- **Aim A**
Rewrite the row of the language settings page that begins "Chinese" as a short list, keeping all of its settings.
- **Aim B**
Using the language settings page, decide whether each statement is true. Answer yes or no, and quote the words from the page that settle it.
(i) Hebrew is set to run right to left.
(ii) Japanese with MeCab uses the same word characters as Japanese without MeCab.
(iii) The word characters for Cyrillic-derived alphabets include the Latin letter range.
- **Aim C**
Answer these questions from the language settings page.
(i) What word characters are listed for Korean?
(ii) Which languages are named as examples of a Latin derived alphabet?
(iii) What version number appears in the page header?

- **Page**

****

|
Learning with Texts - Fork 2.4.0-fork
Learn foreign languages with texts
|
| Language | RegExp Split Sentences | RegExp Word Characters | Make each character a word | Remove spaces |
|---|---|---|---|---|
| Latin derived alphabet (English, French, German, etc.) | .!?:; | a-zA-ZÀ-ÖØ-öø-ȳ | No | No |
| Languages with a Cyrillic-derived alphabet (Russian, Bulgarian, Ukrainian, etc.) | .!?:; | a-zA-ZÀ-ÖØ-öø-ȳЀ-ӹ | No | No |
| Greek | .!?:; | \x{0370}-\x{03FF}\x{1F00}-\x{1FFF} | No | No |
| Hebrew (Right-To-Left = Yes) | .!?:; | \x{0590}-\x{05FF} | No | No |
| Thai | .!?:; | ก-๛ | No | Yes |
| Chinese | .!?:;。!?:; | 一-龥 | Yes or No | Yes |
| Japanese (Without MeCab) | .!?:;。!?:; | 一-龥ぁ-ヾ | Yes or No | Yes |
| Japanese (With MeCab) | .!?:;。!?:; | mecab | Yes or No | Yes |
| Korean | .!?:;。!?:; | 가-힣ᄀ-ᇂ | No | No or Yes |

****

Pointing dataset excerpts:
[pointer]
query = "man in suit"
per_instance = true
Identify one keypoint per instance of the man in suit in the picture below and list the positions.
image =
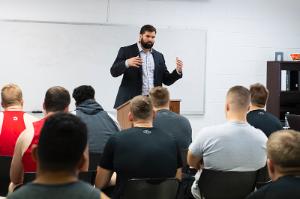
(142, 67)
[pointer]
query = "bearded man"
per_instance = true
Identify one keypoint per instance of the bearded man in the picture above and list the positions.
(142, 67)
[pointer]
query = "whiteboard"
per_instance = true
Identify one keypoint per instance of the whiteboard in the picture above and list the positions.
(38, 55)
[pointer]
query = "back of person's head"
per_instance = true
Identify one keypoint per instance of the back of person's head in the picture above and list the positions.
(159, 96)
(141, 108)
(11, 94)
(147, 28)
(57, 98)
(82, 93)
(62, 143)
(238, 98)
(259, 95)
(283, 149)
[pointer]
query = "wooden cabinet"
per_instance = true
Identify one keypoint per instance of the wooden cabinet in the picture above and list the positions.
(283, 80)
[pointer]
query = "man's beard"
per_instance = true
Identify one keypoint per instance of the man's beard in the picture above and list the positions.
(146, 45)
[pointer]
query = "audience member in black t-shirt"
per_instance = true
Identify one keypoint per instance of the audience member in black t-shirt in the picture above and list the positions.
(257, 116)
(139, 152)
(174, 124)
(283, 165)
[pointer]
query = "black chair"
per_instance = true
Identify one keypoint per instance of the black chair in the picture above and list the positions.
(262, 177)
(150, 189)
(226, 185)
(294, 121)
(5, 162)
(29, 177)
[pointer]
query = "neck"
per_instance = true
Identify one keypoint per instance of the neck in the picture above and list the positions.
(161, 108)
(14, 108)
(254, 107)
(145, 124)
(60, 177)
(236, 117)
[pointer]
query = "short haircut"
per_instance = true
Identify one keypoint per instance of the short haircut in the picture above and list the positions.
(259, 95)
(82, 93)
(62, 142)
(284, 149)
(147, 28)
(11, 94)
(159, 96)
(57, 98)
(239, 97)
(141, 107)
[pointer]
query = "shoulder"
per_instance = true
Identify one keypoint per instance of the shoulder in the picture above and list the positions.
(129, 47)
(157, 52)
(88, 188)
(259, 194)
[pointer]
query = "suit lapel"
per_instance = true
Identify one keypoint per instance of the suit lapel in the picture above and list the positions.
(155, 58)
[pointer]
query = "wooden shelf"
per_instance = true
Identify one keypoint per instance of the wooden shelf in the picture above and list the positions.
(280, 102)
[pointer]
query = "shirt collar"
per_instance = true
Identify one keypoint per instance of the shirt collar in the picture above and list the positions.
(141, 49)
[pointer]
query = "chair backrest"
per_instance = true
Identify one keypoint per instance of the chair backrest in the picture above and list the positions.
(226, 184)
(294, 121)
(150, 188)
(5, 162)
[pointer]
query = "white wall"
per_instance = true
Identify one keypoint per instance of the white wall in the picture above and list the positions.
(242, 35)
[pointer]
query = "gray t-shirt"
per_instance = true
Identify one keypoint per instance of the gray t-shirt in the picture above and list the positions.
(75, 190)
(232, 146)
(175, 125)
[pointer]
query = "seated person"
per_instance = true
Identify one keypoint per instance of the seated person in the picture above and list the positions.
(257, 116)
(13, 120)
(283, 162)
(139, 152)
(60, 153)
(56, 99)
(232, 146)
(174, 124)
(100, 125)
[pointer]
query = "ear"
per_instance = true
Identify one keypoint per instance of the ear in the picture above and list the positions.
(130, 117)
(66, 110)
(34, 153)
(271, 169)
(83, 164)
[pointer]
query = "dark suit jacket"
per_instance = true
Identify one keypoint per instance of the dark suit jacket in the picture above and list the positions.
(132, 82)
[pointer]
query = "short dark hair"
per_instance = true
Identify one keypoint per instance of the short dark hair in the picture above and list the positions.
(239, 97)
(147, 28)
(284, 149)
(57, 98)
(82, 93)
(141, 107)
(259, 95)
(62, 142)
(159, 96)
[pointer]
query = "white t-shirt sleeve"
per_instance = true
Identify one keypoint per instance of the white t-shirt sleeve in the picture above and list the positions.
(197, 146)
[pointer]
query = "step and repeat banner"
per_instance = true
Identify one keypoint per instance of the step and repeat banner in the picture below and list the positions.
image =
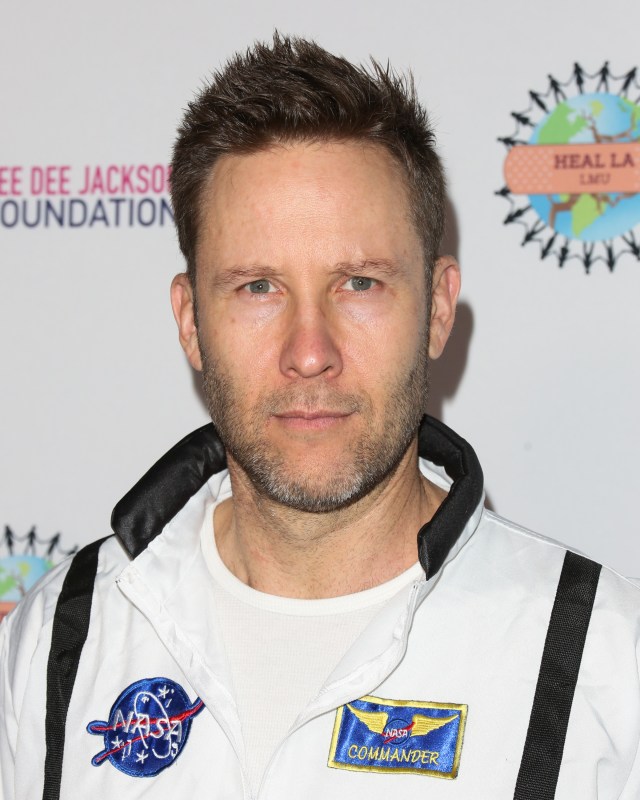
(537, 112)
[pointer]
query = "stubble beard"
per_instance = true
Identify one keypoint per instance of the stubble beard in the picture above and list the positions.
(366, 461)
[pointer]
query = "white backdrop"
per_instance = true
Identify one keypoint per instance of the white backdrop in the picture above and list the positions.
(542, 374)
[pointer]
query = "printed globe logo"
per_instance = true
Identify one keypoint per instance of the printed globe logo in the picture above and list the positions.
(572, 172)
(24, 559)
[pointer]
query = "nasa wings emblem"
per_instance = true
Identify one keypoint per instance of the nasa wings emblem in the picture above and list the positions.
(378, 735)
(148, 727)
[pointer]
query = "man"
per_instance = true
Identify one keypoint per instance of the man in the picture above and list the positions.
(310, 600)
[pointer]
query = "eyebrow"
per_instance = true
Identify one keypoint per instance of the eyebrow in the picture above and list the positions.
(234, 275)
(381, 266)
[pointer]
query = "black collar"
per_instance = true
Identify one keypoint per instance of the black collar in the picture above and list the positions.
(158, 496)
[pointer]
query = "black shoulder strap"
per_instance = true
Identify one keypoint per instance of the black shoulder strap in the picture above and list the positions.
(68, 635)
(561, 657)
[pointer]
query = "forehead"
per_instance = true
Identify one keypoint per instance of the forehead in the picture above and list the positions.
(330, 200)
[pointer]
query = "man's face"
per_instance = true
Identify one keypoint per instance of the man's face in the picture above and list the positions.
(312, 319)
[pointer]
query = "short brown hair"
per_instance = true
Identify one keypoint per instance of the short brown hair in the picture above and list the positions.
(293, 90)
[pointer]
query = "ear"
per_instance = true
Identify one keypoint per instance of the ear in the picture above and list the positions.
(182, 302)
(444, 296)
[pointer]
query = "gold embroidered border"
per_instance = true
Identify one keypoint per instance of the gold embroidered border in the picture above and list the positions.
(407, 770)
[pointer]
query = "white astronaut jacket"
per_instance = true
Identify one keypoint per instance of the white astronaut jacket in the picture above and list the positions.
(510, 671)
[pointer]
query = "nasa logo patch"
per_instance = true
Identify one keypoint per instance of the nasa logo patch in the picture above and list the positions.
(148, 727)
(378, 735)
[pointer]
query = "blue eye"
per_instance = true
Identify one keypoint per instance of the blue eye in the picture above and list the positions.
(259, 287)
(360, 284)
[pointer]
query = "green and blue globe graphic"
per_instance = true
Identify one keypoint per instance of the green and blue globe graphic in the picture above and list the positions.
(19, 573)
(590, 119)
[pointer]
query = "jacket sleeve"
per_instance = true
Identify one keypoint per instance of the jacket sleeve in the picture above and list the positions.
(8, 720)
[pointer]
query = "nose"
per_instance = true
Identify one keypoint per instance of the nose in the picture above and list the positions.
(310, 348)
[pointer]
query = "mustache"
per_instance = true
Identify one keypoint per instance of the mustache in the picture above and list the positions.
(311, 399)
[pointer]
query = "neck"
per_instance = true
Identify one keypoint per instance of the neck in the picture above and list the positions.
(282, 551)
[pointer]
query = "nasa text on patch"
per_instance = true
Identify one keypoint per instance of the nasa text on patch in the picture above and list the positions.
(378, 735)
(148, 727)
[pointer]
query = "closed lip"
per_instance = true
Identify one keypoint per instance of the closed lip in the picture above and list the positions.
(311, 415)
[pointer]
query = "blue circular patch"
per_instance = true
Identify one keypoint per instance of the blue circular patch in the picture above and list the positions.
(147, 728)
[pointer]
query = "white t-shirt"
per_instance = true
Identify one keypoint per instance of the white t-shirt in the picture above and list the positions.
(281, 650)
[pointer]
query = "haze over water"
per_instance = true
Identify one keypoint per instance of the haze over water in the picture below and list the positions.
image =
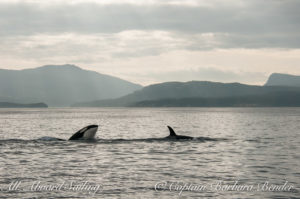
(252, 146)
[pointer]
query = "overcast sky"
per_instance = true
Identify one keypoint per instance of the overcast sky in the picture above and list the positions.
(150, 41)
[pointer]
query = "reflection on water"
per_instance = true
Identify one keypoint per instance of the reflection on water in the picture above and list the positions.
(250, 147)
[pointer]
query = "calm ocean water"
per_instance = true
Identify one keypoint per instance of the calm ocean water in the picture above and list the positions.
(256, 153)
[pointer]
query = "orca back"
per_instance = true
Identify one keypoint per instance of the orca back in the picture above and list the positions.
(87, 132)
(172, 132)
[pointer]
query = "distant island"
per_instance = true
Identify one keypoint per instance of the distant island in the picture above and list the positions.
(70, 86)
(278, 79)
(60, 85)
(204, 94)
(16, 105)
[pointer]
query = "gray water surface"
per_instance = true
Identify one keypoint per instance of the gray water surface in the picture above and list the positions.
(250, 147)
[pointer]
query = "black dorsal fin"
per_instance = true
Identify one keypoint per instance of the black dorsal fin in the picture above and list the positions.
(172, 132)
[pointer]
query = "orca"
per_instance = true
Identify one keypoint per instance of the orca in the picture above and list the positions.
(86, 133)
(173, 135)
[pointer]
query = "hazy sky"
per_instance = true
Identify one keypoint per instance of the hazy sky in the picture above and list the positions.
(149, 41)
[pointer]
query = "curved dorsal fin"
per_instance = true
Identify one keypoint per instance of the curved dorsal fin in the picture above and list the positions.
(172, 132)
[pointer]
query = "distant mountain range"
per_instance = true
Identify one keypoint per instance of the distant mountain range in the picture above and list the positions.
(203, 93)
(69, 85)
(277, 79)
(60, 85)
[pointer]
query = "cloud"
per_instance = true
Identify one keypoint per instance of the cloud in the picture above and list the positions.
(244, 24)
(156, 40)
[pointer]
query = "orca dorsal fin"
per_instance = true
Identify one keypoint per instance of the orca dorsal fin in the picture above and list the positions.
(172, 132)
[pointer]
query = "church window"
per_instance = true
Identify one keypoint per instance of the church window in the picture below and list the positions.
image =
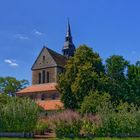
(43, 58)
(39, 78)
(43, 76)
(48, 77)
(43, 97)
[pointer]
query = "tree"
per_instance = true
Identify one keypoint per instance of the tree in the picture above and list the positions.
(133, 78)
(10, 85)
(116, 68)
(94, 101)
(82, 74)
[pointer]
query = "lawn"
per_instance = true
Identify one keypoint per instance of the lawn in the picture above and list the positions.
(73, 139)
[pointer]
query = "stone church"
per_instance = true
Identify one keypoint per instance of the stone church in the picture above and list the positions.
(45, 70)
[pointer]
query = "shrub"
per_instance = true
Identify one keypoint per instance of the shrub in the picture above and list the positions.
(90, 124)
(18, 115)
(92, 102)
(66, 124)
(118, 122)
(41, 126)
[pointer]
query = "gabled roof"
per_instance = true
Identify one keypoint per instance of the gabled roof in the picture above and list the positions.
(38, 88)
(58, 59)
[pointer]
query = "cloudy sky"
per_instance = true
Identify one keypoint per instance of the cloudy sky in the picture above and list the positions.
(108, 26)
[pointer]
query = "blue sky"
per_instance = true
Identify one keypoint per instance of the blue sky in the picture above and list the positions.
(108, 26)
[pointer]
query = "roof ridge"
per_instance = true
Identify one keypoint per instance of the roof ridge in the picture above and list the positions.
(54, 51)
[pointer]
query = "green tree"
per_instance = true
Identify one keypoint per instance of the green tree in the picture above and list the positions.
(82, 74)
(10, 85)
(116, 68)
(94, 101)
(133, 76)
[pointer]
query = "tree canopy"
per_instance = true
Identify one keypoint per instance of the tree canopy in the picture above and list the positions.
(85, 74)
(82, 74)
(10, 85)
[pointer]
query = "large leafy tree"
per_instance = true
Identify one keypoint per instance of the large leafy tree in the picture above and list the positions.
(116, 68)
(133, 76)
(82, 74)
(10, 85)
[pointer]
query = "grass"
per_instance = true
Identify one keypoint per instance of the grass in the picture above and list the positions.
(73, 139)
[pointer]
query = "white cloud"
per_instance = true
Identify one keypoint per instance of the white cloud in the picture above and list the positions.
(21, 37)
(38, 33)
(11, 62)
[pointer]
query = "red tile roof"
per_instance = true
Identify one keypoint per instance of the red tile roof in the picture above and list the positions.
(39, 88)
(50, 104)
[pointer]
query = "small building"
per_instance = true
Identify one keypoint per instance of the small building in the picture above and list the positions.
(45, 70)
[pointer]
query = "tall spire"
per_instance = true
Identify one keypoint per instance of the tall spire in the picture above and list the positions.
(69, 48)
(68, 29)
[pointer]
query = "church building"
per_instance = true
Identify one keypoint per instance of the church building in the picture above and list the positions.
(45, 70)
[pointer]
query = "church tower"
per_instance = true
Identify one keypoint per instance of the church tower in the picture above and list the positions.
(68, 48)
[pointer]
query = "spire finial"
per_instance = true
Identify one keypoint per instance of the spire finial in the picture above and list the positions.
(68, 29)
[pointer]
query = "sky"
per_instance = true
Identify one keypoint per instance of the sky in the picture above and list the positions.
(108, 26)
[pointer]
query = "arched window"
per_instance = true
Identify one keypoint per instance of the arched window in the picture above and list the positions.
(43, 76)
(43, 97)
(43, 57)
(39, 78)
(48, 77)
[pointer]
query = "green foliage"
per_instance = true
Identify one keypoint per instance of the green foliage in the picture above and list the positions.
(90, 123)
(93, 101)
(133, 88)
(66, 124)
(11, 85)
(82, 74)
(18, 115)
(116, 67)
(123, 121)
(41, 127)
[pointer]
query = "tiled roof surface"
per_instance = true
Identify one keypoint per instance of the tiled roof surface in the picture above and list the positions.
(39, 88)
(50, 104)
(58, 58)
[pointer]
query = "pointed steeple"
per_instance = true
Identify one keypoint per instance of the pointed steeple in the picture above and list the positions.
(69, 48)
(68, 29)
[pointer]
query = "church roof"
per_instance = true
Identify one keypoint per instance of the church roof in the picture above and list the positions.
(38, 88)
(57, 59)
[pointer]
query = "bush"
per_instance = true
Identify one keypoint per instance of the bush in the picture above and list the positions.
(90, 124)
(119, 122)
(41, 126)
(18, 115)
(93, 101)
(66, 124)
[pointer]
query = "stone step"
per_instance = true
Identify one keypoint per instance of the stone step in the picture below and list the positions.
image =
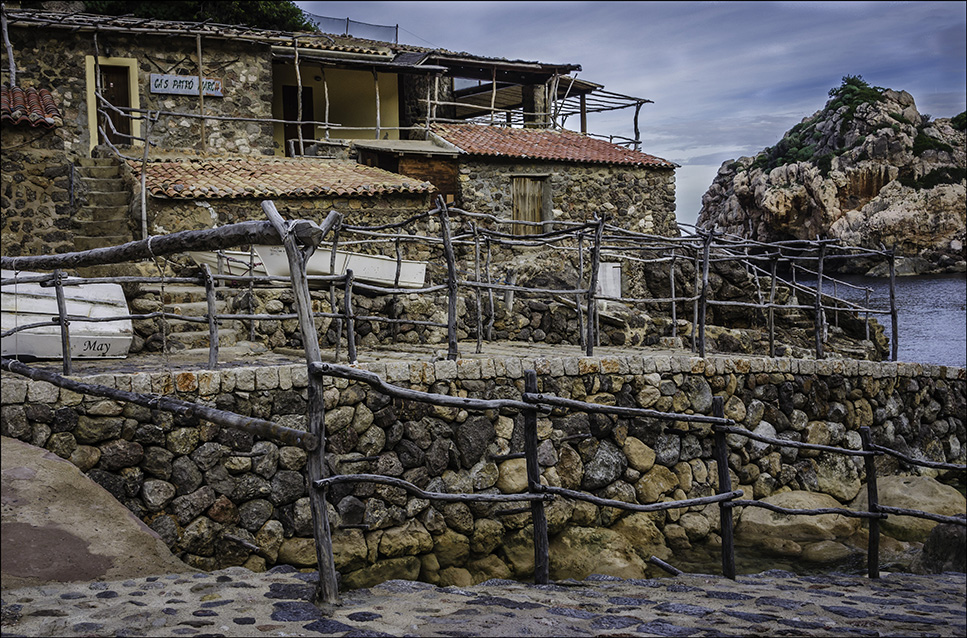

****

- **Final answer A**
- Sentence split characters: .!?:;。!?:;
- Word characters: 一-龥
- Make each character a word: Yes or No
- Remove spaces: Yes

- **Final answer B**
(i) Yes: "Hebrew (Right-To-Left = Yes)"
(ii) No: "mecab" versus "一-龥ぁ-ヾ"
(iii) Yes: "a-zA-ZÀ-ÖØ-öø-ȳЀ-ӹ"

- **Final answer C**
(i) 가-힣ᄀ-ᇂ
(ii) English, French, German
(iii) 2.4.0-fork